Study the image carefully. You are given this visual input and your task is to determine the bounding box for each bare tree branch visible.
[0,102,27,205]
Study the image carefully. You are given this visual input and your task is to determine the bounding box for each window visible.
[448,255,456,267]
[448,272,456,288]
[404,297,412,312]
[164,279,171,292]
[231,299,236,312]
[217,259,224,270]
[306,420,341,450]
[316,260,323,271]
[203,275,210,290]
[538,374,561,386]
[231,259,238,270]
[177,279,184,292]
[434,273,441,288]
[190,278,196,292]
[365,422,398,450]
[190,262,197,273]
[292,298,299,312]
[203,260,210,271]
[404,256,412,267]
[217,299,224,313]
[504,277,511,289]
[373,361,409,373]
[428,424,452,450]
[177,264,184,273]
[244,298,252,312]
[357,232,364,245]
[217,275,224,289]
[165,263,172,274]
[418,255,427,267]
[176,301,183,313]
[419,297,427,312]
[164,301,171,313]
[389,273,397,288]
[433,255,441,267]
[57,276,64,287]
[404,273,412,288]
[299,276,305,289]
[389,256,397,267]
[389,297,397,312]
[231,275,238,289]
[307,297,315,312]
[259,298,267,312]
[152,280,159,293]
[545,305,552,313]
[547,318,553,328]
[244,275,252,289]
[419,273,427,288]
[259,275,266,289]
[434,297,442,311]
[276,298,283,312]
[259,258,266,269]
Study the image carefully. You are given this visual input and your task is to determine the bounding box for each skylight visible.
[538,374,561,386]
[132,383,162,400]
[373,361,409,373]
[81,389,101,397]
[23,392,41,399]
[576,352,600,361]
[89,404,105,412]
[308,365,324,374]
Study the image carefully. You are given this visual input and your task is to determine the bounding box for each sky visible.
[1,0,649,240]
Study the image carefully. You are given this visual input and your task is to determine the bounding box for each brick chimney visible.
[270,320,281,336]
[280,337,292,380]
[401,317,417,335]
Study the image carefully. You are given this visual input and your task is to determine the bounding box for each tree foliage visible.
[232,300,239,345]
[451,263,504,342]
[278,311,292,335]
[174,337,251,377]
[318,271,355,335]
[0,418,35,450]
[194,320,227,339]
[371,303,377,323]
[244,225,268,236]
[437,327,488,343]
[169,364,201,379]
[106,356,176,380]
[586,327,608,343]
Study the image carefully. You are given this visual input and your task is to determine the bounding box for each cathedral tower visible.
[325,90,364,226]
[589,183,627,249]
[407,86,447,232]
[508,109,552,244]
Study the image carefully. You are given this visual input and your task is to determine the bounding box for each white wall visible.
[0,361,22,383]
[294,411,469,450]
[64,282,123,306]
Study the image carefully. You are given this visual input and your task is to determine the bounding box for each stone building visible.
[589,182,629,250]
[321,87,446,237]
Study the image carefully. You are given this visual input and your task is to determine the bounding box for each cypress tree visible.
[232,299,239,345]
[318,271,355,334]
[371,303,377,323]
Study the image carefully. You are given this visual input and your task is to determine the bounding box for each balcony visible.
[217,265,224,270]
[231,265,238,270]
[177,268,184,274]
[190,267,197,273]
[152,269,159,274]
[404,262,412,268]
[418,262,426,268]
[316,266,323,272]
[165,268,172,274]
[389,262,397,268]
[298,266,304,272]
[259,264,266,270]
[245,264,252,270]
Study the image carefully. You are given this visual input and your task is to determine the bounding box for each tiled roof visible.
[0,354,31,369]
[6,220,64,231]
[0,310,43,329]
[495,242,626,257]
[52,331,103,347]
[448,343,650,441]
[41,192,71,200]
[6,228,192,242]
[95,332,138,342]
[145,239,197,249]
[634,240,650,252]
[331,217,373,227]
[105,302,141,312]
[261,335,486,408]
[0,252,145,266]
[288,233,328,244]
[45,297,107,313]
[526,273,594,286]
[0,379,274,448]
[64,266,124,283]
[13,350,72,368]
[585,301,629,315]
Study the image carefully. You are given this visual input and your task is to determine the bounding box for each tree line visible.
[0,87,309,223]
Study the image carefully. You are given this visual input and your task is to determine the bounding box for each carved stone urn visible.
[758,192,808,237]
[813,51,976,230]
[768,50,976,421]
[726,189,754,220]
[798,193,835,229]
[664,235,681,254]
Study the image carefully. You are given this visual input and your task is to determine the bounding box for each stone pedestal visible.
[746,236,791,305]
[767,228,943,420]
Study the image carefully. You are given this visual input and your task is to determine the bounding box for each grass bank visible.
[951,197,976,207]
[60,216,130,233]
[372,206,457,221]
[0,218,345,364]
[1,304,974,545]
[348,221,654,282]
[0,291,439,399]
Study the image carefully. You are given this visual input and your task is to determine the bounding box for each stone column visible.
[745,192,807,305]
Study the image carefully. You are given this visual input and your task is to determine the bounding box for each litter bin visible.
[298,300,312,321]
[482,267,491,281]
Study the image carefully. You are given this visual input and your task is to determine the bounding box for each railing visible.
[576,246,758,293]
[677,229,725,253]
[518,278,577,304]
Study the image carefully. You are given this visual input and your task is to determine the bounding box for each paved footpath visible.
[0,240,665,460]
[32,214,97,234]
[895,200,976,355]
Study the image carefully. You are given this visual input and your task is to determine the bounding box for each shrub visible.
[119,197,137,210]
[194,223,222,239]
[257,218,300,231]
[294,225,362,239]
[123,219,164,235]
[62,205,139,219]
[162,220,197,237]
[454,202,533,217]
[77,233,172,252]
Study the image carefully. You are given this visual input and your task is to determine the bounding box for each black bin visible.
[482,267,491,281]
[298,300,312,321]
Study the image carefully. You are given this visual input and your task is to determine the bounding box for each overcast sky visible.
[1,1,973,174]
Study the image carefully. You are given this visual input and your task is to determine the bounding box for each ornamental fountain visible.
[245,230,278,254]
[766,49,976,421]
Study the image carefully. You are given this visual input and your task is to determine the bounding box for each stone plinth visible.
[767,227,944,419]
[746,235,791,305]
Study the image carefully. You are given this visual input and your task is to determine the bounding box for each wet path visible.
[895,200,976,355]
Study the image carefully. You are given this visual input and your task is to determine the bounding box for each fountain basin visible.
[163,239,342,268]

________________________________________

What to produce —
The entire listing is to be printed once more, word for word.

Solution —
Study the image carefully. You are given this visual input and your task is to determine the bounding box for each bare tree branch visible.
[0,102,27,205]
Study the image carefully. You are given this visual input and your task is to determine the bounding box for each window visible.
[448,255,456,267]
[448,272,456,288]
[404,297,412,312]
[164,279,171,292]
[231,299,236,312]
[217,259,224,270]
[306,420,341,450]
[316,260,323,271]
[203,275,210,290]
[538,374,561,386]
[231,259,238,270]
[177,279,184,292]
[434,273,441,288]
[190,278,196,292]
[365,422,398,450]
[190,262,197,273]
[292,298,299,312]
[203,260,210,271]
[404,256,412,267]
[217,299,224,313]
[504,277,511,289]
[373,361,409,373]
[428,424,452,450]
[177,264,184,273]
[244,298,252,312]
[357,232,364,245]
[217,275,224,289]
[165,263,172,274]
[418,255,427,267]
[176,301,183,313]
[419,297,427,312]
[164,301,171,313]
[389,273,397,288]
[433,255,441,267]
[57,276,64,287]
[404,273,412,288]
[299,276,305,289]
[389,256,397,267]
[389,297,397,312]
[231,275,238,289]
[307,297,315,312]
[259,298,267,312]
[152,280,159,293]
[545,305,552,313]
[547,318,553,328]
[244,275,252,289]
[419,273,427,288]
[259,275,266,289]
[434,297,442,311]
[276,298,283,312]
[259,258,266,269]
Study the image carefully. You are given this visual input and your task is to determine the bounding box for each skylight visible.
[538,374,561,386]
[132,383,162,400]
[373,361,409,373]
[81,389,101,397]
[23,392,41,399]
[576,352,600,361]
[89,404,105,412]
[308,365,324,374]
Study the image carefully. You are given this visual input and your task is to determine the bounding box for each sky visible.
[1,0,649,240]
Study the image carefully. You are given this visual input and your task is to determine the bounding box for each brick chimney visible.
[270,320,281,336]
[280,337,292,380]
[401,317,417,335]
Study the image carefully. You are given this visual input and your task is to determine the bounding box for each tree foliage visible.
[232,300,239,345]
[451,263,504,342]
[278,311,292,335]
[174,337,251,377]
[318,271,355,335]
[0,418,35,450]
[194,320,227,339]
[371,303,377,323]
[244,225,268,236]
[437,327,488,343]
[169,364,201,379]
[106,356,176,380]
[586,327,608,343]
Study the image carefully. You are given this visual input and your task is to determine the bounding box for each cathedral tower visible.
[325,90,364,226]
[589,183,627,249]
[407,86,447,232]
[508,109,552,244]
Study the image carefully. You are given this visual input and your task is to determine the bounding box for each white wall visible.
[0,361,22,383]
[294,411,469,450]
[64,282,123,306]
Study the image carefully. You are given this visual input and your task is to determine the bounding box for each stone building visible.
[589,182,629,250]
[321,87,446,237]
Study the image carefully. You are given this visual input and your task is to determine the bounding box for each cypress tree visible.
[232,299,239,345]
[318,271,355,334]
[371,303,377,323]
Study the image carefully. You are given this visual input and your task is to determine the bounding box for each balcony visible.
[217,265,224,270]
[231,265,238,270]
[177,268,184,274]
[190,267,197,273]
[152,269,159,274]
[404,262,412,268]
[418,262,426,268]
[316,266,323,272]
[165,268,172,274]
[389,262,397,268]
[298,266,304,272]
[259,264,266,270]
[245,264,252,270]
Study the image carefully. You are given this visual input and your task is to determine the bounding box for each tiled roof visible.
[0,354,31,369]
[6,220,64,231]
[0,310,43,329]
[495,242,626,257]
[52,331,103,347]
[448,343,650,441]
[41,192,71,200]
[6,228,192,242]
[95,332,138,342]
[145,239,197,249]
[634,240,650,252]
[331,217,373,227]
[105,302,141,312]
[261,335,486,408]
[0,252,145,266]
[288,233,328,244]
[45,297,107,313]
[526,273,594,286]
[0,379,274,448]
[64,266,124,283]
[13,350,72,368]
[585,301,629,315]
Study the image carefully. You are given this visual input and your task is to determine the bounding box for each tree line visible.
[0,87,309,223]
Study the image carefully. You are given this visual input and your task is to determine the bounding box for each carved stone urn visible.
[758,192,808,237]
[813,51,976,230]
[768,50,976,421]
[726,189,754,220]
[798,193,835,229]
[664,235,681,254]
Study the image carefully. You are given this visual input and your task is to determine the bounding box for each stone pedestal visible.
[746,236,791,305]
[767,228,943,420]
Study the image carefully. You are given this visual input and your task is to determine the bounding box for each grass bank visible.
[951,197,976,207]
[60,216,130,233]
[372,206,457,221]
[0,218,345,364]
[1,304,974,545]
[348,221,654,282]
[0,291,439,399]
Study the image carefully. You are given this visual input and your task is to determine the bounding box for each stone column visible.
[745,192,807,305]
Study the image carefully. You are given this visual input and your task is to determine the bounding box for each litter bin visible.
[298,300,312,321]
[482,267,491,281]
Study the image carefully. You are given this visual input and your task is to determine the bounding box for each railing visible.
[576,246,758,293]
[677,229,725,253]
[518,278,577,304]
Study the image carefully. You are given this visual input and your task is to determine the bounding box for each paved footpath visible.
[0,240,665,460]
[32,214,97,234]
[895,200,976,355]
Study the image carefully. You are given this visual input and your task is to determine the bounding box for each shrub visible.
[119,197,137,210]
[194,223,222,239]
[257,218,300,231]
[294,225,362,239]
[123,219,164,235]
[62,205,139,219]
[162,220,197,237]
[454,202,533,217]
[77,233,172,252]
Study the image carefully. You are given this visual input and your task is to determine the bounding box for each black bin visible.
[482,267,491,281]
[298,300,312,321]
Study the image carefully. You are given this visual input and your task is to determine the bounding box for each overcast sky visible.
[1,1,973,174]
Study the image carefully. You are given this visual input and your task is to determine the bounding box for each ornamental fountain visible.
[245,230,278,254]
[766,49,976,421]
Study the image carefully. You are given this visual input and your task is to determine the bounding box for each stone plinth visible.
[767,227,944,419]
[746,235,791,305]
Study the image carefully. You are given this visual input and your task is to determine the bounding box for each wet path visible.
[895,200,976,355]
Study the image carefully. You are given this visual input and your task is to determine the bounding box for each fountain basin visible.
[163,239,342,268]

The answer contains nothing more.